Prompt
Your task is to give the number of lines in the listing that include "wide", and nothing else.

Data provided
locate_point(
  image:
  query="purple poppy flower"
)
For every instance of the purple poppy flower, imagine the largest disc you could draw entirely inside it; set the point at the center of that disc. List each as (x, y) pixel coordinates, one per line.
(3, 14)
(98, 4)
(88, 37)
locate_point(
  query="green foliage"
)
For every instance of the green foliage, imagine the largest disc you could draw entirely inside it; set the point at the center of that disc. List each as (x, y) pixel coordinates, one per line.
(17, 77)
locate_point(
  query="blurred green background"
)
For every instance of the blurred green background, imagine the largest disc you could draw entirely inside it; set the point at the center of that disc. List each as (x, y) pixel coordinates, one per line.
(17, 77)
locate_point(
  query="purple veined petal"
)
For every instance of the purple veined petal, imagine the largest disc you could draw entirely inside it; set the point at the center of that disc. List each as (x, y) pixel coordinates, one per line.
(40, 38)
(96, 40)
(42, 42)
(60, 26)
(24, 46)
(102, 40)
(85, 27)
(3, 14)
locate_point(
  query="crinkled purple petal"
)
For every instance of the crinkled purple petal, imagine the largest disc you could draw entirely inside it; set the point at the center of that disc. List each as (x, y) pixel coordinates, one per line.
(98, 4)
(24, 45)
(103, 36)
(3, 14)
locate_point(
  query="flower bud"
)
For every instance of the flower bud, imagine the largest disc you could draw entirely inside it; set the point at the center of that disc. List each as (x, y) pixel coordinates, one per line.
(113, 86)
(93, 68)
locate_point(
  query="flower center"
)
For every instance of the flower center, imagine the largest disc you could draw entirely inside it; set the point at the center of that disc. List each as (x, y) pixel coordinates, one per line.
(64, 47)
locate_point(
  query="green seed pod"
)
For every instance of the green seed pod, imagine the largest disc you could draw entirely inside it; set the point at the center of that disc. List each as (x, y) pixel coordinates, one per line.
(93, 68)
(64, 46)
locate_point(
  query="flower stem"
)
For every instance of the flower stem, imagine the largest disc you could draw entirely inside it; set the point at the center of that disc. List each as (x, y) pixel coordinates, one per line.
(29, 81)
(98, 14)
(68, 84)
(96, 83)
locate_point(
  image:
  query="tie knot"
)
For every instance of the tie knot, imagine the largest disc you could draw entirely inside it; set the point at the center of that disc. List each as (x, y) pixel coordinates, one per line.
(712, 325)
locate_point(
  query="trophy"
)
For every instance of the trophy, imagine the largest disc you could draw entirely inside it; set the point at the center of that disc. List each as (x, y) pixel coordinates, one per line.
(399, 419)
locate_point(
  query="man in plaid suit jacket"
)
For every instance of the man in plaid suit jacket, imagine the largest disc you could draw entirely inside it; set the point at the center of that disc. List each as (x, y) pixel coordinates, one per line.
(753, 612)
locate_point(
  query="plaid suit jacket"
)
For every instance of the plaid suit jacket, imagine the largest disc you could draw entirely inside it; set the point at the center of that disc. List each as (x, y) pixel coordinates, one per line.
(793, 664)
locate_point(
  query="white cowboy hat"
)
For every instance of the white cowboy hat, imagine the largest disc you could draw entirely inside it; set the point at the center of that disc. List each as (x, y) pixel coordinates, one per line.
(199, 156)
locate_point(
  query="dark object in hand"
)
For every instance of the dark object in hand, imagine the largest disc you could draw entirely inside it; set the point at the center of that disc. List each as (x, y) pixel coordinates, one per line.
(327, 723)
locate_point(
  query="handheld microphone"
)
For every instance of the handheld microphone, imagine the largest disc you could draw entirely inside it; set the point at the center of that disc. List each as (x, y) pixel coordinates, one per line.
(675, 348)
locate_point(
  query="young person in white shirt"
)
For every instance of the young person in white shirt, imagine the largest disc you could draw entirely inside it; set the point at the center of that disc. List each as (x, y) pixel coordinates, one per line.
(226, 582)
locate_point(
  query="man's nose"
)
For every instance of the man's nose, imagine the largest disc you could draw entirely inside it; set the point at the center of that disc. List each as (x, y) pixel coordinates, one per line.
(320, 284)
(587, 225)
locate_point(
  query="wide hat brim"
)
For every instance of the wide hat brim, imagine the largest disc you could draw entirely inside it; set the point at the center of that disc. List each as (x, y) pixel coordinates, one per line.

Answer to this problem
2